What you have to do
Please reproduce every one of the entries below word for word, leaving out the pictures.

>> start Data listing

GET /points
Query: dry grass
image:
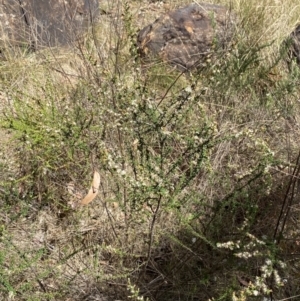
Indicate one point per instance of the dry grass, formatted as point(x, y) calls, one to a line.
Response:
point(168, 249)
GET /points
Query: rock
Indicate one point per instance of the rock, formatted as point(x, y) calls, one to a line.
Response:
point(40, 23)
point(187, 36)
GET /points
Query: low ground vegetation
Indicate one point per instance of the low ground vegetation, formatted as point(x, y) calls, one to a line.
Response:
point(199, 195)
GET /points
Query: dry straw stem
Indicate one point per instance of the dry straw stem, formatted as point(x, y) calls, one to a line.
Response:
point(93, 190)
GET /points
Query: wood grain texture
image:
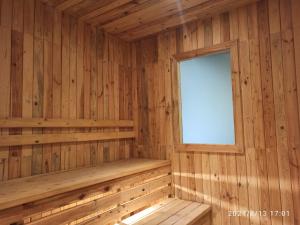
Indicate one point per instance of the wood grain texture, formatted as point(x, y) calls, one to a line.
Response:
point(74, 197)
point(134, 19)
point(268, 70)
point(43, 77)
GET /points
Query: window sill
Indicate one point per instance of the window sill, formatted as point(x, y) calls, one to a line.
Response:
point(208, 148)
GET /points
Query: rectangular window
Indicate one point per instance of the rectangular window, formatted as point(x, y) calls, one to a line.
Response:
point(206, 100)
point(210, 109)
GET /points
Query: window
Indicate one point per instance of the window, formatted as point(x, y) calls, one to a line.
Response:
point(210, 111)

>> end Data listing

Problem solution
GET /points
Query: dry grass
image:
Indicate one point per instance of the dry grass, formatted as point(x, y) calls, one to a line.
Response:
point(168, 249)
GET /points
Query: rock
Indicate one point per instance of the rock, formatted as point(x, y) calls, one to a line.
Response:
point(40, 23)
point(187, 36)
GET /points
Query: low ground vegetation
Indicate one point per instance of the low ground vegetation, formatted as point(x, y) calls, one to a line.
Response:
point(199, 195)
GET /points
Query: dry straw stem
Indicate one point per instance of the dry straw stem, formatted as point(x, y) calls, one to a line.
Response:
point(93, 190)
GET /points
Query: wood grain texture
image:
Indicate one point per instance of the wood grain texture, formatted as point(x, y) calls, one to a line.
Response:
point(74, 197)
point(134, 19)
point(268, 70)
point(43, 77)
GET /points
Query: window sill
Indicate one point per instance of the window sill, formatted as point(x, y) calls, one to a line.
Response:
point(208, 148)
GET /points
Query: rectangular window
Indicate one point per instance of the rectangular window, formatted as point(x, y) calls, one to a line.
Response:
point(206, 100)
point(210, 109)
GET /points
Query: window
Indicate one point per instance of the window, formatted as point(x, y) calls, one to a line.
Response:
point(210, 111)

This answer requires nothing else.